### TASK TO COMPLETE
Reproduce the entire listing below verbatim.

### SOURCE MATERIAL
= = = = = = =

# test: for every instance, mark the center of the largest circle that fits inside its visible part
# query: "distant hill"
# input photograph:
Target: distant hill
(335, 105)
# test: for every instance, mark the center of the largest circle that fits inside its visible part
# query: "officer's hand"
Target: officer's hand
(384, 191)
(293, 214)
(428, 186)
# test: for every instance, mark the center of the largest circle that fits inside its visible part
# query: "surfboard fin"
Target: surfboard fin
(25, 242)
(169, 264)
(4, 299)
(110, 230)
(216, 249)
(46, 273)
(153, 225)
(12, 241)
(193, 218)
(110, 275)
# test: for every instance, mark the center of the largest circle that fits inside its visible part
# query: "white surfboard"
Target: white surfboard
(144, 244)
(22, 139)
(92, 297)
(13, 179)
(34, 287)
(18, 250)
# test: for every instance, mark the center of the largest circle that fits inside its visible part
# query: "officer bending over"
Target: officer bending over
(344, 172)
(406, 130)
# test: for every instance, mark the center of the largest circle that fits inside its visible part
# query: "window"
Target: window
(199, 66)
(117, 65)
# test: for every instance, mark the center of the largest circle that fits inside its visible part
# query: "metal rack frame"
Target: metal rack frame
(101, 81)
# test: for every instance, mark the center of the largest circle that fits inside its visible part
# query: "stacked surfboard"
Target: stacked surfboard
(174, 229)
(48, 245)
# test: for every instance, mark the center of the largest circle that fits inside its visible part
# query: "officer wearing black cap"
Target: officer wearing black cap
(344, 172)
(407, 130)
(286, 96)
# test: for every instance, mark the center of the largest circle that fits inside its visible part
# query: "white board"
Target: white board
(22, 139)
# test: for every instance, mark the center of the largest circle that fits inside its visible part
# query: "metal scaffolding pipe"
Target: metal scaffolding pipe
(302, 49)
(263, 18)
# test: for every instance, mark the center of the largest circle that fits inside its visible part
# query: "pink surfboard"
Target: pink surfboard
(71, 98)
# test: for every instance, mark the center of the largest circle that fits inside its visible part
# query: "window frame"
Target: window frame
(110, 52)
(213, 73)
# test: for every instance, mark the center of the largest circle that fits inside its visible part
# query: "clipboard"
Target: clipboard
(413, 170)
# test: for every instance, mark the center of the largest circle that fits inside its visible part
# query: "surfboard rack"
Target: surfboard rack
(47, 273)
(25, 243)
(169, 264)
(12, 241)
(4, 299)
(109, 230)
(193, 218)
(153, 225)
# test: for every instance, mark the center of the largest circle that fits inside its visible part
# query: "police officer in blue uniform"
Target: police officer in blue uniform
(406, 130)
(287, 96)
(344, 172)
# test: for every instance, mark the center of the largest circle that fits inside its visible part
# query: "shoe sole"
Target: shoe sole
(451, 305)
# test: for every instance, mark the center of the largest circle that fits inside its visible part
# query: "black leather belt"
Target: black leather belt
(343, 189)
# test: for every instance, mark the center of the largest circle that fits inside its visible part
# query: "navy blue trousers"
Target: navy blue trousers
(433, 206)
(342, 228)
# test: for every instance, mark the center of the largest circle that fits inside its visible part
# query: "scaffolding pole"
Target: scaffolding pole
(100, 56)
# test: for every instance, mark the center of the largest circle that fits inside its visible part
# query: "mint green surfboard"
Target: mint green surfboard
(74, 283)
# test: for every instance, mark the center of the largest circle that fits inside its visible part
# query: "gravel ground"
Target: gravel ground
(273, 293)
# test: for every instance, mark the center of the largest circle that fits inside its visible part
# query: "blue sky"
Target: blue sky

= = = = = = =

### EXPECTED OUTPUT
# test: for every instance, mark the center of the largest circle that fits inside its visible part
# query: "distant hill"
# input photograph:
Target: distant hill
(335, 105)
# test: for every instance, mark the center of the largest circle that fits inside its visible part
# query: "officer's hand"
Target: officer's hand
(384, 191)
(293, 214)
(428, 186)
# test: for every instance, mark the center of the largest circle that fits inside its visible part
# query: "surfboard fin"
Target: surfboard fin
(25, 242)
(169, 264)
(4, 299)
(110, 230)
(216, 249)
(46, 273)
(153, 225)
(12, 241)
(193, 218)
(110, 275)
# test: for every instance, mark the center of the largest circle that fits inside its visible part
# query: "white surfboard"
Target: white surfboard
(144, 244)
(22, 139)
(92, 297)
(13, 179)
(34, 287)
(18, 250)
# test: for every instance, mark the center of the largest circle that fits inside its visible part
# query: "officer bending over"
Target: officer bending over
(344, 172)
(406, 130)
# test: for every instance, mark the center of the largest circle that fits inside its visible part
# query: "window"
Target: window
(199, 66)
(117, 65)
# test: for every instance, mark the center of the largest circle that fits inside its visible part
# query: "metal rack frame"
Target: metal rack frame
(101, 81)
# test: for every instance, mark the center of the largest circle that fits inside its visible part
# query: "stacked surfboard"
Target: stacked surfboard
(174, 229)
(48, 245)
# test: for every instance, mark the center of the largest circle that fits inside its visible part
# query: "officer wearing black cap"
Target: officer wearing black cap
(344, 172)
(407, 130)
(286, 96)
# test: for every instance, mark the center of the largest circle that fits inside its visible part
# query: "white board"
Target: white board
(22, 139)
# test: for every instance, mark the center of the largest circle that fits inside its visible part
# query: "metal scaffolding pipe"
Target: metal scaffolding pipe
(302, 49)
(263, 18)
# test: for every instance, mark the center of the largest circle that fits inside its visible part
# query: "pink surfboard"
Target: pink surfboard
(71, 98)
# test: for every instance, mark the center of the largest circle that fits inside its visible part
# query: "window frame"
Target: window frame
(110, 52)
(213, 73)
# test: for every instance, mark the center of the largest circle that fits inside its visible part
# query: "clipboard"
Target: clipboard
(413, 170)
# test: for every instance, mark the center of the largest circle that fits inside its visible part
# query: "surfboard rack"
Target: surfboard rack
(47, 273)
(25, 243)
(169, 264)
(12, 241)
(4, 299)
(109, 230)
(193, 218)
(153, 225)
# test: for every instance, mark the center of the largest circle that fits inside its visible part
# query: "police officer in blue uniform"
Target: police officer in blue uniform
(406, 130)
(287, 96)
(344, 172)
# test: for every instance, mark the center of the largest circle that fits inside its visible part
# query: "shoe sole"
Target: shoe sole
(451, 305)
# test: for every instance, mark the center of the largest circle that fits inside its visible part
# query: "black leather belt"
Target: black leather belt
(343, 189)
# test: for every instance, mark the center of the largest circle that fits inside its visible part
# query: "navy blue trousers"
Target: navy blue trousers
(433, 206)
(342, 228)
# test: for every instance, mark the center of the largest circle that fits inside its visible part
# query: "scaffolding pole"
Target: scaffolding pole
(100, 56)
# test: for every instance, mark the center of the largest circle that fits inside its visible part
# query: "mint green surfboard"
Target: mint green surfboard
(74, 283)
# test: for every instance, mark the center of the largest circle that fits inside its visible part
# query: "gravel ground"
Target: gravel ground
(273, 293)
# test: for every instance, mark the center of the largest circle that fits inside its visible part
# query: "blue sky"
Target: blue sky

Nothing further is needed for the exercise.